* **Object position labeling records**
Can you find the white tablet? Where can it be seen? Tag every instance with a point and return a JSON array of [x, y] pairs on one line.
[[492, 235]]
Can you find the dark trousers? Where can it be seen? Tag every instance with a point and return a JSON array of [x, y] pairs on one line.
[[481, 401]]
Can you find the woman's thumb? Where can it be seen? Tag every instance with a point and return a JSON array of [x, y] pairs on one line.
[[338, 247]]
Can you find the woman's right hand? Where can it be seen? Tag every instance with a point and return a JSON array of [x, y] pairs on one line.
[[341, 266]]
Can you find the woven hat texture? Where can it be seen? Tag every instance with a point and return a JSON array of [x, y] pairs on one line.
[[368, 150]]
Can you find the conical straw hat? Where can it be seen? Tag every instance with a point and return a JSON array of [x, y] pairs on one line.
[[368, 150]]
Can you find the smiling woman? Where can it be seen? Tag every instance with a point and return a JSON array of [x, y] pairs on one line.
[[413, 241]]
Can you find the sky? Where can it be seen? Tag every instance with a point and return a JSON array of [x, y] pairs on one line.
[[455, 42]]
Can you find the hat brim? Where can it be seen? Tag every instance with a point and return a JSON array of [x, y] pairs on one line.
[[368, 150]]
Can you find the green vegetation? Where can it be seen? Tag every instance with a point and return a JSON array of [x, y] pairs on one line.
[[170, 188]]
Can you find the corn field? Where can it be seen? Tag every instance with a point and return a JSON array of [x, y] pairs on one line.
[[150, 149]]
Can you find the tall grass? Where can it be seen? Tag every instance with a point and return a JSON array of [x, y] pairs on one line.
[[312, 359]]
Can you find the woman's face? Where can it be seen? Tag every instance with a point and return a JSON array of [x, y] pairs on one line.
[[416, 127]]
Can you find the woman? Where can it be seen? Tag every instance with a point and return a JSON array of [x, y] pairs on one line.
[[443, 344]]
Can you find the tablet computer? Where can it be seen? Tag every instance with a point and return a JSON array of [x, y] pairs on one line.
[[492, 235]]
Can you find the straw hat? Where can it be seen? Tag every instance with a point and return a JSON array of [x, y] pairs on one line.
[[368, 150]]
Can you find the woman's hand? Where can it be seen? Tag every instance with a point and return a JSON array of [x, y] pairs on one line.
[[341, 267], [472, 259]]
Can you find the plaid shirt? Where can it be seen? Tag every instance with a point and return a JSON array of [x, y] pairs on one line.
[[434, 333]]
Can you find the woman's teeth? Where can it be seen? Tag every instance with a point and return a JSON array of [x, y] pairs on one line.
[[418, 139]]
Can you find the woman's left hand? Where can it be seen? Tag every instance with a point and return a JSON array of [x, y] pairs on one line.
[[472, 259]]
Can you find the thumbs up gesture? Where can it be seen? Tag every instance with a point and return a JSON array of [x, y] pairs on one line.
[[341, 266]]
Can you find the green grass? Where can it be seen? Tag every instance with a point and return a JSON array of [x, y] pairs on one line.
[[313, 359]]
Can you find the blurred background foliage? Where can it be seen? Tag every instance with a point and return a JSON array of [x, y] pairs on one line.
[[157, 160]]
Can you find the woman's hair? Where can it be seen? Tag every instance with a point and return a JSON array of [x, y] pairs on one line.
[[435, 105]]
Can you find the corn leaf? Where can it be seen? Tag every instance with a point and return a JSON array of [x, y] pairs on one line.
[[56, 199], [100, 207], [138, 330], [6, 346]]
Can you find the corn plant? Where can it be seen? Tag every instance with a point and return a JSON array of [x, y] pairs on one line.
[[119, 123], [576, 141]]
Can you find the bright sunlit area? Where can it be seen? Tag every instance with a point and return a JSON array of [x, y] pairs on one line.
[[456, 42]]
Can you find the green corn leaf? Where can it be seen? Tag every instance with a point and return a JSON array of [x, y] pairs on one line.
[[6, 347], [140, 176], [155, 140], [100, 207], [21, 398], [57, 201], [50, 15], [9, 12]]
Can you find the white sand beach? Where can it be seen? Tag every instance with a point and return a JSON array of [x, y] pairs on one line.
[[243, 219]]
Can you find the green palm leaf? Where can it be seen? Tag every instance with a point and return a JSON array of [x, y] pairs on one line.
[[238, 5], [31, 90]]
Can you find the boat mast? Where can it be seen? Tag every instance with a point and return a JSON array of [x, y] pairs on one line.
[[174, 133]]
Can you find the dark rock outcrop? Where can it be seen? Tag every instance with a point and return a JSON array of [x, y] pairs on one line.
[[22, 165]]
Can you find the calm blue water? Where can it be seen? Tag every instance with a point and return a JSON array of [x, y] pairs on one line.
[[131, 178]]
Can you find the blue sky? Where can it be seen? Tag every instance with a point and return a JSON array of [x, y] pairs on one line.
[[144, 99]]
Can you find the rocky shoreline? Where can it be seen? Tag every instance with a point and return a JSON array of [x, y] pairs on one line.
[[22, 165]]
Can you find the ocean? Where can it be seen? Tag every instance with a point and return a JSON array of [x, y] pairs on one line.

* **Goal**
Copy the records from the start through the line containing "[[481, 401]]", putting "silver tablet" wherever "white tablet" appears and keeping everything else the same.

* **Exercise solution**
Can you find the silver tablet? Where can it be seen? Tag every instance with a point and return a JSON array of [x, y] pairs on one line.
[[492, 235]]
Can you find the dark trousers? Where can it be seen? Tag every instance with a point and return a JSON array of [x, y] pairs on one line.
[[481, 401]]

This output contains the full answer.